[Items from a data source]
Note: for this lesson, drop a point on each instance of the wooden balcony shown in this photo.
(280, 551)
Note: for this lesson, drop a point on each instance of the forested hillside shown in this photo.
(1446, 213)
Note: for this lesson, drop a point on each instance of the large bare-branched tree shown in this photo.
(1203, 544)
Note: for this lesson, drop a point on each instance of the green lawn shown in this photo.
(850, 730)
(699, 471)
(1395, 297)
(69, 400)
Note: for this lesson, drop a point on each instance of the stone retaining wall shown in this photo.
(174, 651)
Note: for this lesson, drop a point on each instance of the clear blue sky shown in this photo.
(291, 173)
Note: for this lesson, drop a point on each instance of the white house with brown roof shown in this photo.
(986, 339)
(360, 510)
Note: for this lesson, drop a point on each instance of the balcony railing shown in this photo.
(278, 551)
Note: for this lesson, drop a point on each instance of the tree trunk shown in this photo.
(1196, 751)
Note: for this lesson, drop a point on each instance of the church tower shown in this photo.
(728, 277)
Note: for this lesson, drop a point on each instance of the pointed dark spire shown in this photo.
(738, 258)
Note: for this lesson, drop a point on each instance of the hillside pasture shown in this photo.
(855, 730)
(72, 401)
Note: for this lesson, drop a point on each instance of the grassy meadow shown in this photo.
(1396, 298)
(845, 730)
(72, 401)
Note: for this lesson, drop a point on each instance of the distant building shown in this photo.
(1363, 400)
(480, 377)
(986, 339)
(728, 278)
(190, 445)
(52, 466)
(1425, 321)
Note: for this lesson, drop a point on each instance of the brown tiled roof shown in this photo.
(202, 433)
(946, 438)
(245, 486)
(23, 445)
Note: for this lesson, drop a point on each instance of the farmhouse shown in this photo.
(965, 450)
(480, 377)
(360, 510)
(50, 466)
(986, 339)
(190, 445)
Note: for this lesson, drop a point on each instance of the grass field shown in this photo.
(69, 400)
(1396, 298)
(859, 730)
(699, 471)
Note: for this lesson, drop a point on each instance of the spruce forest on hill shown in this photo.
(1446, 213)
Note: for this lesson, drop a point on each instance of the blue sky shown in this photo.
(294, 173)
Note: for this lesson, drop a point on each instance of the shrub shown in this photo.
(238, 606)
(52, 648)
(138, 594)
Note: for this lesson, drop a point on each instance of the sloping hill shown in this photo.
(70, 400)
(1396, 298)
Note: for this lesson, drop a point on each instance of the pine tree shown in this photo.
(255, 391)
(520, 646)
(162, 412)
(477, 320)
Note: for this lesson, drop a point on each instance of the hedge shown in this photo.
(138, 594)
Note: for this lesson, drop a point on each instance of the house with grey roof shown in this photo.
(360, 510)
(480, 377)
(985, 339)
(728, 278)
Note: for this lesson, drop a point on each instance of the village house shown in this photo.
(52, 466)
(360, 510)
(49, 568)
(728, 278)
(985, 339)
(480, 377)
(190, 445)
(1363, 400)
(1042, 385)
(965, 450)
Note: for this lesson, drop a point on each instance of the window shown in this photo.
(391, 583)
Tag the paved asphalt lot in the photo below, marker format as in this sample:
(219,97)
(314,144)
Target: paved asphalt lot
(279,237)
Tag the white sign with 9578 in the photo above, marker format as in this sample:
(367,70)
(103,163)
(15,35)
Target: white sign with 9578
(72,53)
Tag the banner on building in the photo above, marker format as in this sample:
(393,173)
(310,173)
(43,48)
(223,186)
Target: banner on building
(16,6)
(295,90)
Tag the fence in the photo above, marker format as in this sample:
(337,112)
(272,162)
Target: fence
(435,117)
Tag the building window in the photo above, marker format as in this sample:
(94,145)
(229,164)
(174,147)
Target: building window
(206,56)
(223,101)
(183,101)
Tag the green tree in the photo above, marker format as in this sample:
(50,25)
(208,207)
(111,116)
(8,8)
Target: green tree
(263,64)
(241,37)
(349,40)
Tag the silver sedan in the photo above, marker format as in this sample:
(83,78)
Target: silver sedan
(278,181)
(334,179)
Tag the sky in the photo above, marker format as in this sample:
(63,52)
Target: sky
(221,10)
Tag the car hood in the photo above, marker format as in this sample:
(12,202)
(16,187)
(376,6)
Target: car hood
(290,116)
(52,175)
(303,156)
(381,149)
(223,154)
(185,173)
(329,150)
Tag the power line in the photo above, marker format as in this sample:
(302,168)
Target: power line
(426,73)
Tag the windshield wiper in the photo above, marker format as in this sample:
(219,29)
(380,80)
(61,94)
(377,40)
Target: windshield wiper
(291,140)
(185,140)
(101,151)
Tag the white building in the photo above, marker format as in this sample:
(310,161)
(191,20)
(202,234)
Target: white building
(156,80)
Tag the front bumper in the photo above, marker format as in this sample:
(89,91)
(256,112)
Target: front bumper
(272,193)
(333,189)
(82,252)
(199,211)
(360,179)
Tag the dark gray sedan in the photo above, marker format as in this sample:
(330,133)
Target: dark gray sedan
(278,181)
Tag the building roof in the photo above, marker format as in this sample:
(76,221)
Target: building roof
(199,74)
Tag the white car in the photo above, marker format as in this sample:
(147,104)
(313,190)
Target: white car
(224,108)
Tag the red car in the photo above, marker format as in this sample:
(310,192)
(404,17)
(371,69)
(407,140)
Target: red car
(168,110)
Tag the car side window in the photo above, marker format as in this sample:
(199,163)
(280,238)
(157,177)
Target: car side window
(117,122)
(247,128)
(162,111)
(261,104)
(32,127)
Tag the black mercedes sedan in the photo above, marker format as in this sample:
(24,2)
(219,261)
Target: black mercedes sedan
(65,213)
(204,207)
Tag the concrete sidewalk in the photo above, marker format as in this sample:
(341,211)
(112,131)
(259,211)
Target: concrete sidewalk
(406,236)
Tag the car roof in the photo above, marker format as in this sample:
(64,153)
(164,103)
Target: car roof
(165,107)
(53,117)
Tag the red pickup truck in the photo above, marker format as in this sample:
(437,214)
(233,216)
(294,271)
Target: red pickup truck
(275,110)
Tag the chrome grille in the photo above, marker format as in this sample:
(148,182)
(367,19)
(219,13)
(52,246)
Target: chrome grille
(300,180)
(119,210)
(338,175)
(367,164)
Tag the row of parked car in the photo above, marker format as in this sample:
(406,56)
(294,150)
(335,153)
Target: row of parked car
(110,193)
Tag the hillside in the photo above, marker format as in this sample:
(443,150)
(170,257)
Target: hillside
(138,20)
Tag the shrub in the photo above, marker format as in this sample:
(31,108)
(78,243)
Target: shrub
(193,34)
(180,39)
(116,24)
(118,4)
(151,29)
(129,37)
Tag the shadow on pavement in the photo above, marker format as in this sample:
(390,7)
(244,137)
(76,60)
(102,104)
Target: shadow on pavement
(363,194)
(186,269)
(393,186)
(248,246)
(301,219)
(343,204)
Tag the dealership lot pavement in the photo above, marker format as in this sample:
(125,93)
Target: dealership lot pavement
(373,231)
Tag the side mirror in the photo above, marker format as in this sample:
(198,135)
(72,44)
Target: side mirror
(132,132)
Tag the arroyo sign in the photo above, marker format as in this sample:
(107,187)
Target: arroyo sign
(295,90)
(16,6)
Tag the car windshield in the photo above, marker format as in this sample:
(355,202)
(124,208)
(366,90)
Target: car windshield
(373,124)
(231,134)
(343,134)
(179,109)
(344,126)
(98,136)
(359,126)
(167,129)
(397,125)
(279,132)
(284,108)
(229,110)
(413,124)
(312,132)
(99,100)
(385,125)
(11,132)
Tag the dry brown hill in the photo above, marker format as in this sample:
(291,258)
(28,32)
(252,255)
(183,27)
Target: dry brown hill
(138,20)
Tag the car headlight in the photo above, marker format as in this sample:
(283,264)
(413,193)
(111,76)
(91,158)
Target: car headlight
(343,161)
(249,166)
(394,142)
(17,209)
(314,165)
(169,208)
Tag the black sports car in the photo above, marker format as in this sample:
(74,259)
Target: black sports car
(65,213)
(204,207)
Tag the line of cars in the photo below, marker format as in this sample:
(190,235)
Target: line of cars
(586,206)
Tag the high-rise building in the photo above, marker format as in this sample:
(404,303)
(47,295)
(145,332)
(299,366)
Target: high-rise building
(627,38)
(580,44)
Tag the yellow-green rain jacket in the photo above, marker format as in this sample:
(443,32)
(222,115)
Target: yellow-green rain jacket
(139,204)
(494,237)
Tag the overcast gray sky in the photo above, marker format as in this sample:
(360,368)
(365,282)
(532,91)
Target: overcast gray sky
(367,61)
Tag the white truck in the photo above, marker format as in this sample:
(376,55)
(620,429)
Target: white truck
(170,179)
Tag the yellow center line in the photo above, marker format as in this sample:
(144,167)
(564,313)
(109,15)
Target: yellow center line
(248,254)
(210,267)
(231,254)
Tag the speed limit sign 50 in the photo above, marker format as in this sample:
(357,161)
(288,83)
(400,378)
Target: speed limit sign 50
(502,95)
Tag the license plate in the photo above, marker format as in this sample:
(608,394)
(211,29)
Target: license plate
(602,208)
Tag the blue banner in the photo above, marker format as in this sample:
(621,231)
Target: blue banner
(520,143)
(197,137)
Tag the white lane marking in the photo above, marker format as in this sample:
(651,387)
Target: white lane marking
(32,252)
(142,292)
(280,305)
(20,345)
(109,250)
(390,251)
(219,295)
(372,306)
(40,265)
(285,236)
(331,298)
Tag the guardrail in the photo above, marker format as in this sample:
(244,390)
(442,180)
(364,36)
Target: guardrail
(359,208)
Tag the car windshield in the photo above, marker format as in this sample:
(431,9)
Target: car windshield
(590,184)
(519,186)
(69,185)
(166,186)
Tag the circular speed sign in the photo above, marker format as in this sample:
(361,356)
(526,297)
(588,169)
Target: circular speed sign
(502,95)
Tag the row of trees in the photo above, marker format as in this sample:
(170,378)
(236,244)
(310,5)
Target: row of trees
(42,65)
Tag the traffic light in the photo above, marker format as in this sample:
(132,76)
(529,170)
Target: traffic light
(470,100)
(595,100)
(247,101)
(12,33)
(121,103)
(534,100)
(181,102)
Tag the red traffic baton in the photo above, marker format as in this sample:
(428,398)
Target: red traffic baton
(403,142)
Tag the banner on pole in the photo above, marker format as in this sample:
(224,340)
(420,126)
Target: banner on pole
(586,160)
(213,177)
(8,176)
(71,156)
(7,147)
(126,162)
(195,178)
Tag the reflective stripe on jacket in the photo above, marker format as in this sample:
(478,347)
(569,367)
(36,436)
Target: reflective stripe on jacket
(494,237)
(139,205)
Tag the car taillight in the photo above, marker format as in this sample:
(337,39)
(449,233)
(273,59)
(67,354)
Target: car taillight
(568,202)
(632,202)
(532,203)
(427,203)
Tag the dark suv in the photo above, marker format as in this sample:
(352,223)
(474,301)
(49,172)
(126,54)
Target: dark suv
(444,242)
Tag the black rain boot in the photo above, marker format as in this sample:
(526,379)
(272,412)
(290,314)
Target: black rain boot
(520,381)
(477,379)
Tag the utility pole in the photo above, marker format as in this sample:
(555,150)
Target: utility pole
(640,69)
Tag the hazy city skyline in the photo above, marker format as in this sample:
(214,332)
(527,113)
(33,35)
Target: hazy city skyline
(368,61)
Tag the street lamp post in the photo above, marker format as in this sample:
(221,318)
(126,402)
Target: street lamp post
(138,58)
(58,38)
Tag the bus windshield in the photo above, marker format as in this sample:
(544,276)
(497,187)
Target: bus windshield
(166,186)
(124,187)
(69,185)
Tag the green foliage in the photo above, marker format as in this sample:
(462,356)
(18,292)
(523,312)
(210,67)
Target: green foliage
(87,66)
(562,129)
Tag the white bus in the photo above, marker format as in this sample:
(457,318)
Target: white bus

▶ [Given instruction] Write the lines out exactly, from the one with "Tag the circular" down to the last line of the listing, and leave out all others.

▶ [Output]
Tag the circular speed sign in the photo above, marker format as in this sample:
(361,356)
(526,297)
(588,169)
Target: circular speed sign
(502,95)
Tag the row of trees in the photo above, marker format as in this sample:
(170,378)
(236,244)
(310,5)
Target: row of trees
(42,65)
Tag the traffic light in the photo above, marker format as in this sample:
(132,76)
(529,170)
Target: traffic light
(470,100)
(595,100)
(247,101)
(12,33)
(121,103)
(534,100)
(181,102)
Tag the red traffic baton in the photo above, marker format as in this sample:
(428,398)
Target: red traffic baton
(403,142)
Tag the banner on pole in the photo above, marker format as in this sample:
(224,340)
(420,126)
Target: banner on pole
(586,160)
(213,177)
(8,176)
(71,156)
(7,147)
(126,162)
(195,178)
Tag the reflective stripe on jacket in the photo above, marker format as in this sample:
(478,347)
(569,367)
(36,436)
Target: reflective stripe on jacket
(494,237)
(139,205)
Tag the car taillight in the photo above, marker format as in this sample:
(337,39)
(449,233)
(273,59)
(67,354)
Target: car taillight
(568,202)
(632,202)
(532,203)
(427,203)
Tag the dark suv in the photo above, marker format as in this sample:
(352,223)
(474,301)
(49,172)
(126,54)
Target: dark suv
(444,242)
Tag the black rain boot in the photo above, marker format as in this sample:
(526,379)
(272,412)
(290,314)
Target: black rain boot
(520,381)
(477,379)
Tag the utility pole in the photo above, marker format as in this sample:
(555,150)
Target: utility pole
(640,69)
Tag the hazy city skyline in the photo above, marker format as in this sample:
(214,332)
(527,113)
(33,35)
Target: hazy city skyline
(368,61)
Tag the street lamp post in the photo above, marker format as in this sample:
(221,318)
(126,402)
Target: street lamp post
(138,58)
(58,38)
Tag the bus windshield in the photo above, marker format as in this sample:
(544,276)
(497,187)
Target: bus windshield
(166,186)
(124,187)
(69,185)
Tag the green foliage in the photo above, marker format as in this sample:
(462,356)
(18,292)
(523,312)
(210,67)
Target: green foliage
(87,66)
(562,129)
Tag the white bus in the photo above, marker format as in this sample:
(457,318)
Target: white bus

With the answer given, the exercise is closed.